Saved entries:
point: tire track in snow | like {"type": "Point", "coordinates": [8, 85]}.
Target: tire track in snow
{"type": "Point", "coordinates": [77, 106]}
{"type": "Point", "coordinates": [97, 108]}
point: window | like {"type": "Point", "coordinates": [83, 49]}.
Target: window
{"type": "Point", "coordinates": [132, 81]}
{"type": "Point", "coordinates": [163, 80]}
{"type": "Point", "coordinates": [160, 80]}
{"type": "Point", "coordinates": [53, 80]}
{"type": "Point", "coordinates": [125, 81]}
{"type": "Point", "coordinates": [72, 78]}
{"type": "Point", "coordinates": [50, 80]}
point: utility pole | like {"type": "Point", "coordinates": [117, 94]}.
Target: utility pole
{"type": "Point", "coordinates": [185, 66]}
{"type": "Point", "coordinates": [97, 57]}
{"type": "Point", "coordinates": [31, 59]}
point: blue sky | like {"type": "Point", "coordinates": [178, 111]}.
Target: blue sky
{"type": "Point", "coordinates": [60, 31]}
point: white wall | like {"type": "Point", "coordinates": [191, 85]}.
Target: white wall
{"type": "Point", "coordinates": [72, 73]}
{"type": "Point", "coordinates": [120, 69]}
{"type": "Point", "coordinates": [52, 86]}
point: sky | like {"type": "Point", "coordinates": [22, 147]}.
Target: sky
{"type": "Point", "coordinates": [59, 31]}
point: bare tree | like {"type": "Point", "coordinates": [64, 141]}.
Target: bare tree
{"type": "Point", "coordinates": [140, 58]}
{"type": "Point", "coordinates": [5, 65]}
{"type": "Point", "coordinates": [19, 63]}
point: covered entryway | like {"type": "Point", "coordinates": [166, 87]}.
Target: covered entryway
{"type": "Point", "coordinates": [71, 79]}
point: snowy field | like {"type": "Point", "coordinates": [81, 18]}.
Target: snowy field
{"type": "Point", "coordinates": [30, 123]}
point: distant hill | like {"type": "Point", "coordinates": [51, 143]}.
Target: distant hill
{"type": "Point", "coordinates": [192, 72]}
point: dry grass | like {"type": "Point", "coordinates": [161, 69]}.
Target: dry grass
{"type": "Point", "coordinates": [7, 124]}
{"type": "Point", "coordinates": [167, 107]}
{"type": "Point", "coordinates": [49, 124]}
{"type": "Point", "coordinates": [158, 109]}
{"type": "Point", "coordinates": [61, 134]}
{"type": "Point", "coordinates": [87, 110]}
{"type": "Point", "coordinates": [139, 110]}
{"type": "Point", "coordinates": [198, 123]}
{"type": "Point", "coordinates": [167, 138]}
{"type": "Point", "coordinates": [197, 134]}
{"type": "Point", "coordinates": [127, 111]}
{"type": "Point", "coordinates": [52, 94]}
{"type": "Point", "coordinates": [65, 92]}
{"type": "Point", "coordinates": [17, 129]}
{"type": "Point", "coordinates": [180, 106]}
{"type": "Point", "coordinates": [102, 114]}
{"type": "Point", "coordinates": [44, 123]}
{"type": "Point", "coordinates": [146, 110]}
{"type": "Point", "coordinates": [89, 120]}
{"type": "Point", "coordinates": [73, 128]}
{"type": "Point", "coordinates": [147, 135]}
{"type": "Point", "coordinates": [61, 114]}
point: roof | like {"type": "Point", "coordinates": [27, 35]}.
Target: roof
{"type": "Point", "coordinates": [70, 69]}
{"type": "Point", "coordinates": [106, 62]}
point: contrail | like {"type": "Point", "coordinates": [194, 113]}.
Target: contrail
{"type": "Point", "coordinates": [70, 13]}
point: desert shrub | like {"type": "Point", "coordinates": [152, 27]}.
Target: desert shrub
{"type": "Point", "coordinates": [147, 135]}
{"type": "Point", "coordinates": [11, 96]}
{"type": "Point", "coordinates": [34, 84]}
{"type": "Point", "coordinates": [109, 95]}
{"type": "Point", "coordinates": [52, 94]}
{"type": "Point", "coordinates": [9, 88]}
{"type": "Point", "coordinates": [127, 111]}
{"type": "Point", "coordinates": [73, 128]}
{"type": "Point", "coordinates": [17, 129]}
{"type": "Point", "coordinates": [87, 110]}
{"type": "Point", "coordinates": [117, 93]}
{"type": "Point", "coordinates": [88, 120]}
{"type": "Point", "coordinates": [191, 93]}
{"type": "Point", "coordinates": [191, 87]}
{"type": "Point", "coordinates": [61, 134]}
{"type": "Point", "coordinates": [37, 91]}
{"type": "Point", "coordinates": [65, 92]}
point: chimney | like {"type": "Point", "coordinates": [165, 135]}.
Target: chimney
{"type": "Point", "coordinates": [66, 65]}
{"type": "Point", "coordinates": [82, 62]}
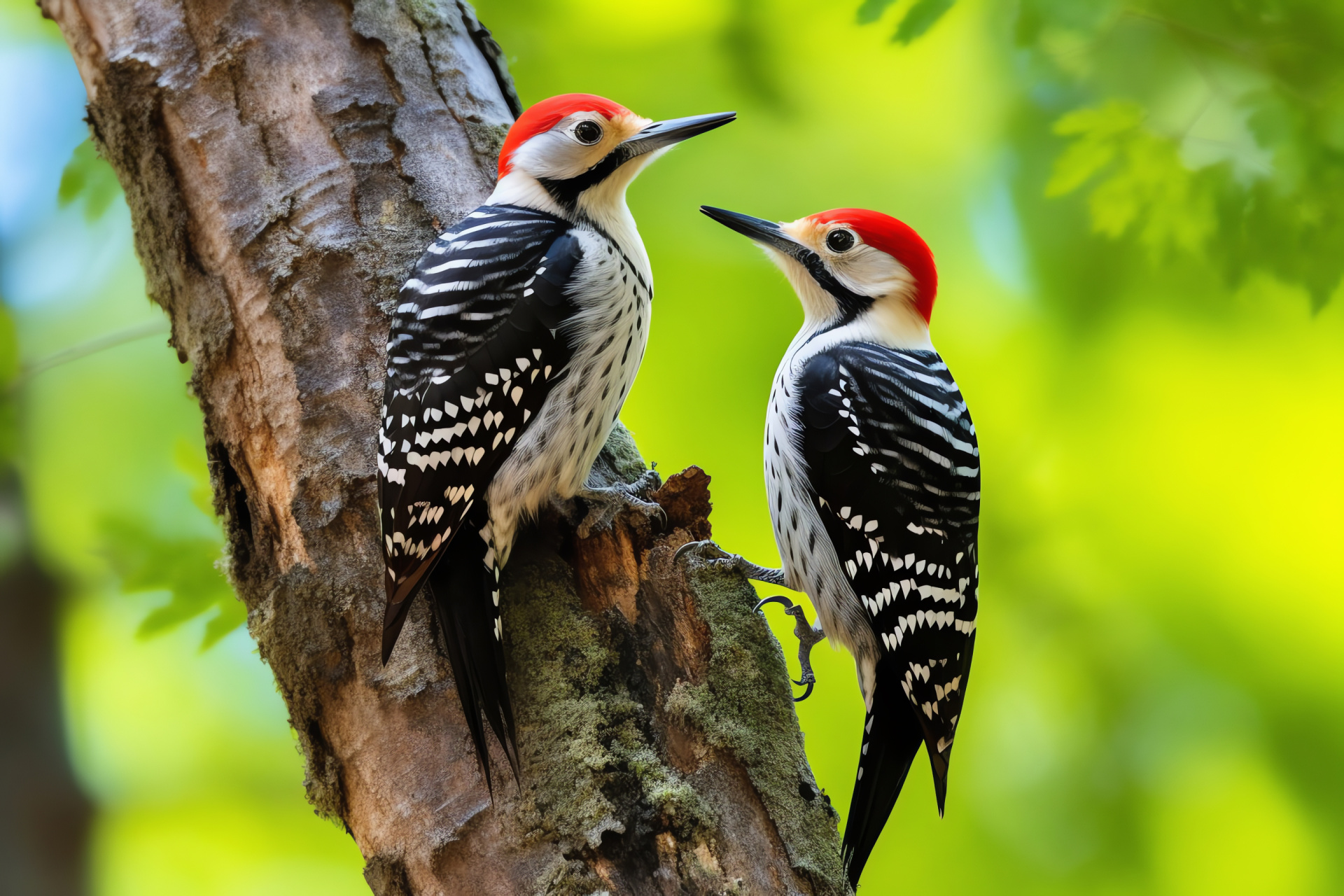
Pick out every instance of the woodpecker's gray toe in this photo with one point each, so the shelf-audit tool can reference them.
(706, 551)
(604, 505)
(808, 637)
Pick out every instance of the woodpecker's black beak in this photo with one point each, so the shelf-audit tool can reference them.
(673, 131)
(772, 235)
(760, 230)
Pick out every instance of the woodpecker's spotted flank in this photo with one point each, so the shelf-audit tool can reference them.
(874, 480)
(511, 351)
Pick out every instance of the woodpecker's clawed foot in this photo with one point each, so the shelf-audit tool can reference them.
(713, 554)
(808, 637)
(604, 505)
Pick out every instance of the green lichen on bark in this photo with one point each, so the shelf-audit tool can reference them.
(588, 754)
(746, 707)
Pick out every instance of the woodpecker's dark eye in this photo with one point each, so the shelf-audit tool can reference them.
(588, 132)
(840, 241)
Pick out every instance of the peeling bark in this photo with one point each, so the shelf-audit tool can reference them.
(286, 164)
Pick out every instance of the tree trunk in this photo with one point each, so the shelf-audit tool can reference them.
(45, 818)
(286, 164)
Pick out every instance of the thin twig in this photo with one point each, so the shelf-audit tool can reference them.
(85, 349)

== Aim of the task ==
Would you please repeat all the data word for word, but without the pictures?

== Finished exercise ==
point: tire track in snow | like {"type": "Point", "coordinates": [8, 85]}.
Target: tire track in snow
{"type": "Point", "coordinates": [77, 106]}
{"type": "Point", "coordinates": [97, 108]}
point: window | like {"type": "Point", "coordinates": [83, 49]}.
Target: window
{"type": "Point", "coordinates": [132, 81]}
{"type": "Point", "coordinates": [163, 80]}
{"type": "Point", "coordinates": [160, 80]}
{"type": "Point", "coordinates": [53, 80]}
{"type": "Point", "coordinates": [125, 81]}
{"type": "Point", "coordinates": [72, 78]}
{"type": "Point", "coordinates": [50, 80]}
point: utility pole | like {"type": "Point", "coordinates": [117, 94]}.
Target: utility pole
{"type": "Point", "coordinates": [185, 66]}
{"type": "Point", "coordinates": [97, 57]}
{"type": "Point", "coordinates": [31, 59]}
point: blue sky | like {"type": "Point", "coordinates": [178, 111]}.
Target: blue sky
{"type": "Point", "coordinates": [60, 31]}
point: white wall | like {"type": "Point", "coordinates": [191, 85]}.
Target: white wall
{"type": "Point", "coordinates": [72, 73]}
{"type": "Point", "coordinates": [120, 69]}
{"type": "Point", "coordinates": [52, 86]}
point: sky | like {"type": "Point", "coordinates": [22, 147]}.
Target: sky
{"type": "Point", "coordinates": [59, 31]}
point: bare tree | like {"type": "Point", "coordinates": [64, 141]}.
Target: bare tree
{"type": "Point", "coordinates": [140, 58]}
{"type": "Point", "coordinates": [5, 65]}
{"type": "Point", "coordinates": [19, 63]}
point: covered entryway | like {"type": "Point", "coordinates": [166, 87]}.
Target: covered entryway
{"type": "Point", "coordinates": [71, 79]}
point: snowy field | like {"type": "Point", "coordinates": [81, 18]}.
Target: snowy field
{"type": "Point", "coordinates": [30, 123]}
point: distant hill | like {"type": "Point", "coordinates": [51, 143]}.
Target: distant hill
{"type": "Point", "coordinates": [192, 72]}
point: dry grass | like {"type": "Point", "coordinates": [161, 69]}.
Target: dry grass
{"type": "Point", "coordinates": [7, 124]}
{"type": "Point", "coordinates": [167, 107]}
{"type": "Point", "coordinates": [49, 124]}
{"type": "Point", "coordinates": [158, 109]}
{"type": "Point", "coordinates": [61, 134]}
{"type": "Point", "coordinates": [87, 110]}
{"type": "Point", "coordinates": [139, 110]}
{"type": "Point", "coordinates": [198, 123]}
{"type": "Point", "coordinates": [167, 138]}
{"type": "Point", "coordinates": [197, 134]}
{"type": "Point", "coordinates": [127, 111]}
{"type": "Point", "coordinates": [52, 94]}
{"type": "Point", "coordinates": [65, 92]}
{"type": "Point", "coordinates": [17, 129]}
{"type": "Point", "coordinates": [180, 106]}
{"type": "Point", "coordinates": [102, 114]}
{"type": "Point", "coordinates": [44, 123]}
{"type": "Point", "coordinates": [146, 110]}
{"type": "Point", "coordinates": [89, 120]}
{"type": "Point", "coordinates": [73, 128]}
{"type": "Point", "coordinates": [147, 135]}
{"type": "Point", "coordinates": [61, 114]}
point: roof | like {"type": "Point", "coordinates": [27, 35]}.
Target: roof
{"type": "Point", "coordinates": [70, 69]}
{"type": "Point", "coordinates": [106, 62]}
point: contrail | like {"type": "Point", "coordinates": [194, 113]}.
Target: contrail
{"type": "Point", "coordinates": [70, 13]}
point: desert shrub | like {"type": "Point", "coordinates": [152, 27]}.
Target: desert shrub
{"type": "Point", "coordinates": [147, 135]}
{"type": "Point", "coordinates": [11, 96]}
{"type": "Point", "coordinates": [34, 84]}
{"type": "Point", "coordinates": [109, 95]}
{"type": "Point", "coordinates": [52, 94]}
{"type": "Point", "coordinates": [9, 88]}
{"type": "Point", "coordinates": [127, 111]}
{"type": "Point", "coordinates": [73, 128]}
{"type": "Point", "coordinates": [17, 129]}
{"type": "Point", "coordinates": [87, 110]}
{"type": "Point", "coordinates": [117, 93]}
{"type": "Point", "coordinates": [88, 120]}
{"type": "Point", "coordinates": [191, 93]}
{"type": "Point", "coordinates": [191, 87]}
{"type": "Point", "coordinates": [61, 134]}
{"type": "Point", "coordinates": [37, 91]}
{"type": "Point", "coordinates": [65, 92]}
point: chimney | like {"type": "Point", "coordinates": [165, 135]}.
Target: chimney
{"type": "Point", "coordinates": [66, 65]}
{"type": "Point", "coordinates": [82, 62]}
Pick out every instance of the woodpecker's gray toe in this photo with one point each, so the shelf-audit tool can reference them.
(706, 551)
(604, 505)
(808, 637)
Pick out every instance of the woodpecker's black beak in this photo with one point each, so the shelf-audit tool can reference them.
(673, 131)
(772, 235)
(760, 230)
Pick out every instance of the woodpecker's spotted flank in this photo with one point each, so the shelf-audit tool can reference them.
(874, 480)
(511, 351)
Pick out every instance of the woodpecker's clawed foot in this photo with one point each, so the shelf-audit tool can reference them.
(713, 554)
(808, 637)
(604, 505)
Pick out every instance of the green lichen on bark in this photo with one point each, so the shelf-audit tool can reference them.
(588, 754)
(746, 707)
Pick out every instance of the woodpecker's dark eye in this photo with one point each, so the shelf-audit tool can reference them.
(588, 132)
(840, 241)
Pick out every instance of the peeling bark in this photo with one point each, so the shelf-audit tool can reference them.
(286, 164)
Pick out every instance of the tree trunk in this photo with one point each, so the shelf-audit tool can reference them.
(45, 818)
(286, 164)
Pick out every instance of the thin twig in this photo with one point each, so the shelf-audit tool can reference them.
(85, 349)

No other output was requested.